Tasks to carry out:
1) From the comment thread, retype the passage from "why can't we" up to and including "can be put.".
2) Answer these questions using the comment thread.
(a) In shivendra's comment, which body proposed the same exam for students with foreign medical degrees?
(b) What does Bhavtosh suggest introducing when students are admitted to law colleges?
(c) According to Subhadeep Saha, what is the exam if the 2010 lawyers are still treated on par with earlier lawyers after passing it?
3) List every distinct commenter name that appears in the comment thread.

Document segment:
● ● ● ● ●

Happy to see you carving your own niche.
Don't give up writing.
Bhavtosh
1 year ago
Thanks a ton people, would write more,soon, njoy
ajaykumar
1 year ago
wonderful article really its a novel idea nobody was thinking on this aspect of coin .keep it up my best wishes are with you
shivendra
1 year ago
very well said and rightly so….when Medical council of India proposed same exam for students of foreign medical degrees the Supreme court ruled that th rule will apply to those students who enter the education after the effect of rule and not those who are already into studies……..i think same effect will be held here and rule for exam will be made applicable from the starting batch of 2010-11 not passing out batch of this yr only someone needs to writ SC
Bhavtosh
1 year ago
yes that is well taken. but what i am trying to put forward is that even if a student enters the education after the enactment, his degree would prove to be useless if he does not clear the entrance exam.
why can't we introduce an entry level exam at the time of the admission to the respective law colleges itself?
in regard to the proposal of medical council, i wud say that the decision adopted by SC was quite justified since the conferment of degree is not taking place in India, being a foreign degree and hence certain restrictions can be put.
Subhadeep Saha
1 year ago
I feel its important and also a welcome step..but the matter is that isn't it unfair to impose the exam on the law graduates passing this yr only? Should not the lawyers who enrolled before 2010 also go through this screening? These questions need to be answered. Moreover, have the law graduates passing in 2009-10 got anything more in their curriculum or syllabus which their predecessors did not get? Is there any change in the system of court practice of lawyers who r to join the bar in 2010? If so, do they need any kind of special knowledge or expertise for the same? Most important thing is that will those lawyers passing the exam get any kind of remuneration or pension benefit etc. from the Govt.? If Govt. is treating the lawyers of 2010 separately from their predecessors then they must provide the former some benefits, isn't it? If after passing the exam still the 2010 lawyers are treated at per with earlier lawyers then the exam is nothing but a waste of time… Still searching for answers of my questions…
Bhavtosh
1 year ago
Exactly. I second your opinions and the questions you haven't found the answers of. frankly speaking, i too am looking for the same answers and i am totally clueless about them. however, coming to one of the questions raised by you, i wuld prefer to say that no doubt, by way of creation of an entrance exam, there must also be creation of some genuine distinction between the earlier class of lawyers and the newest one.

● ● ● ● ●

Extracted data:
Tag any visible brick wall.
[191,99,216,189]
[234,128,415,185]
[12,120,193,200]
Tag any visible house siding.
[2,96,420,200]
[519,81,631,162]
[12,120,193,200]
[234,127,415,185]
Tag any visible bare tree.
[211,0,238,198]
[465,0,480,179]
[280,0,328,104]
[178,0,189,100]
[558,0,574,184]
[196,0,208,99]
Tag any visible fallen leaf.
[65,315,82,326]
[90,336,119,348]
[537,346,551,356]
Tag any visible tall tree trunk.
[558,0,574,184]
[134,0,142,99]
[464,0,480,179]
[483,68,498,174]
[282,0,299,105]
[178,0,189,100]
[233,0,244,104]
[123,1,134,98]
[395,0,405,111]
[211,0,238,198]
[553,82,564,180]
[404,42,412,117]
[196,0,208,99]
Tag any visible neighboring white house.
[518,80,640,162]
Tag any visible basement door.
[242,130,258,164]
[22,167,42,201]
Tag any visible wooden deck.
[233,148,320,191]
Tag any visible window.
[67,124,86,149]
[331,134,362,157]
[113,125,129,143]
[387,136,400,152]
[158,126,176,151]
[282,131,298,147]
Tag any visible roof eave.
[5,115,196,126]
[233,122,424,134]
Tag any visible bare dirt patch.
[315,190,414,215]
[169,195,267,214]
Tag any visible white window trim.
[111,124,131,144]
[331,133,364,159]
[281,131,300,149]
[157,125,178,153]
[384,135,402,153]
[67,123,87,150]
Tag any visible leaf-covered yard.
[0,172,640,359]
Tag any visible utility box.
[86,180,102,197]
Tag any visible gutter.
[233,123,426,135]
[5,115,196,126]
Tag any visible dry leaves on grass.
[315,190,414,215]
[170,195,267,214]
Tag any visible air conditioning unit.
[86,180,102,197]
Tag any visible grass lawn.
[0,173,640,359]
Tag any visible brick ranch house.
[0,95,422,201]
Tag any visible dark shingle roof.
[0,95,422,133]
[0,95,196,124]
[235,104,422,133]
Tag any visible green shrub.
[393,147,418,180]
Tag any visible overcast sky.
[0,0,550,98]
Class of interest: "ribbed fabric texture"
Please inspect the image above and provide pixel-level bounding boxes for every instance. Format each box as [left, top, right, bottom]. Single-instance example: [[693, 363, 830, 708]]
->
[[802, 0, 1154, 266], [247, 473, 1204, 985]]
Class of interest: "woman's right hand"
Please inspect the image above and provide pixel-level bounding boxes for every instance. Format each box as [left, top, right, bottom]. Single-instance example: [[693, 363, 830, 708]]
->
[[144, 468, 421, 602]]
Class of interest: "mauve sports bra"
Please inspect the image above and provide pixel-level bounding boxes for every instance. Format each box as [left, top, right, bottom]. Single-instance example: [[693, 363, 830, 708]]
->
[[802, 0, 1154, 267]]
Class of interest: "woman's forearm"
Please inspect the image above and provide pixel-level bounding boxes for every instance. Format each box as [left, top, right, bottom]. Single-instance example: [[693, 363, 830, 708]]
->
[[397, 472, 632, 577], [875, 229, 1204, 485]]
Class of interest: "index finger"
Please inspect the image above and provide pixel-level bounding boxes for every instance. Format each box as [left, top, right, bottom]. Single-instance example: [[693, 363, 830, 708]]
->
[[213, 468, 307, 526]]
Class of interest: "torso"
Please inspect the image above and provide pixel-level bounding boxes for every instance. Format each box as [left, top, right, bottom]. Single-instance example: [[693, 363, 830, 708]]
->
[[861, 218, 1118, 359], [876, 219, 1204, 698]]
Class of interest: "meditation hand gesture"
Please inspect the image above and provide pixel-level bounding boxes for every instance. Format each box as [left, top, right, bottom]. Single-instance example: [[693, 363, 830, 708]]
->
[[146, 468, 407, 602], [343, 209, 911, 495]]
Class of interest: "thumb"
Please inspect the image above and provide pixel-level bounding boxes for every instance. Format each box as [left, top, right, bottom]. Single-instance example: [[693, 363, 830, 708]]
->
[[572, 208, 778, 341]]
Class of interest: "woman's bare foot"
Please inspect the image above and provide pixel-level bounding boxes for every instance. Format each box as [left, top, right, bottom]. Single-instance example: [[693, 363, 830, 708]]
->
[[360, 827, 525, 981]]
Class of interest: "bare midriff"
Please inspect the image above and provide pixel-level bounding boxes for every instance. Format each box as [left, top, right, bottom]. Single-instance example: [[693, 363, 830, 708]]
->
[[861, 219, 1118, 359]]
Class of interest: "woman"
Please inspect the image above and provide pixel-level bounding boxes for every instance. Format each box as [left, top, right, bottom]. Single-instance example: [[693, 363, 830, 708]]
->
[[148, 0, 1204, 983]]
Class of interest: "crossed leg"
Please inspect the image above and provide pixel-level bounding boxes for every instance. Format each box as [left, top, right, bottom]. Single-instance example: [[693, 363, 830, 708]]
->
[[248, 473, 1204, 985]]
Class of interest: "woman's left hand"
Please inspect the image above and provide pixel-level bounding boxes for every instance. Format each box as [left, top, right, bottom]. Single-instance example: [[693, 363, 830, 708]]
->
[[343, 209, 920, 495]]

● ● ● ● ●

Responses per task:
1)
why can't we introduce an entry level exam at the time of the admission to the respective law colleges itself?
in regard to the proposal of medical council, i wud say that the decision adopted by SC was quite justified since the conferment of degree is not taking place in India, being a foreign degree and hence certain restrictions can be put.

2)
(a) The Medical Council of India.
(b) An entry level exam.
(c) Nothing but a waste of time.

3) Bhavtosh, ajaykumar, shivendra, Subhadeep Saha